Posted on 29 November 2012 by Drew Forrester

Hey coach, I hope this finds you well and preparing to enjoy a wonderful Holiday season with your family and friends in Pittsburgh.

(Actually, while I think you’re a helluva football coach, I have to admit I giggled my ass off last Sunday watching you squirm your way through that press conference in Cleveland after your football team lost to the lowly Browns.  So, for obvious reasons, I’d probably rather you not be well.  If that makes me a bad guy, so be it.  I do, though, hope you have a great Holiday season.  I’m a Ravens fan, not a Grinch.)

Based on the whispers coming out of Pittsburgh about Ben Roethlisberger, it appears as if you’re going to have him back for this Sunday’s big game in Baltimore.  What a warrior that guy is, huh coach?  A month ago on a Monday night, he suffered some whacky rib and shoulder injury that could have killed him if he would have reached for the remote control the wrong way and now, suddenly, he’s going to risk life and limb to play against the Ravens?  Holy canoli. I’m impressed.

(Are you guys nuts Coach?  Why would you risk the best player on your team for one game?  You know you’re getting your ass kicked down here on Sunday no matter who stands behind center.  I realize you have to paint the best picture you can for your team, but in your heart of hearts, you’ve seen this play out over the last couple of years and you know for sure it’s going to play out down here again this Sunday.  Your team can’t beat the Ravens.  You’re going to get your feelings hurt, Roethlisberger or not.)

We have a lot of respect for the Steelers here in Baltimore, Coach.  We know as long as you guys have a pulse, you’re always capable of pulling off one, two, three or even four wins in a row and then somehow weaving your way through the pile of post-season teams to return to the Super Bowl.  Truth be known, we’d rather NOT see your team in the playoffs if we could pick and choose our playoff opponent.  Somehow, you always seem to nip us in the end when the chips are down in January.

COLLECTED MATERIAL.
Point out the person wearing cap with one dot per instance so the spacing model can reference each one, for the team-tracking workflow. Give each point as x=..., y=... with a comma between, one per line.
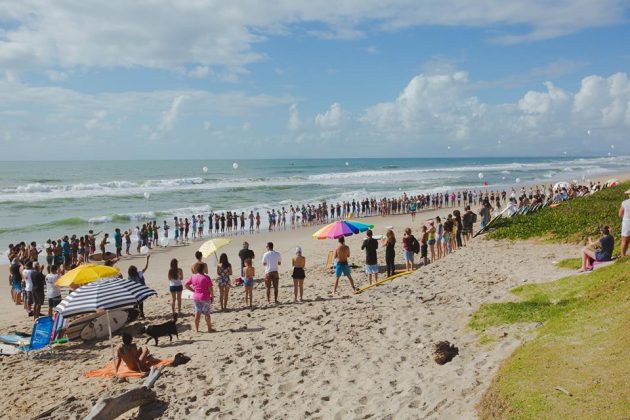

REQUEST 1. In the letter to the coach, which team did the coach's team lose to last Sunday?
REQUEST 2. Using the letter to the coach, explain why the writer says Baltimore would rather not face the Steelers in the playoffs.

TASK ANSWER 1. The Browns, in Cleveland.

TASK ANSWER 2. The writer says that as long as the Steelers have a pulse, they can string together several wins and work their way back to the Super Bowl. They also always seem to beat Baltimore in the end when the chips are down in January.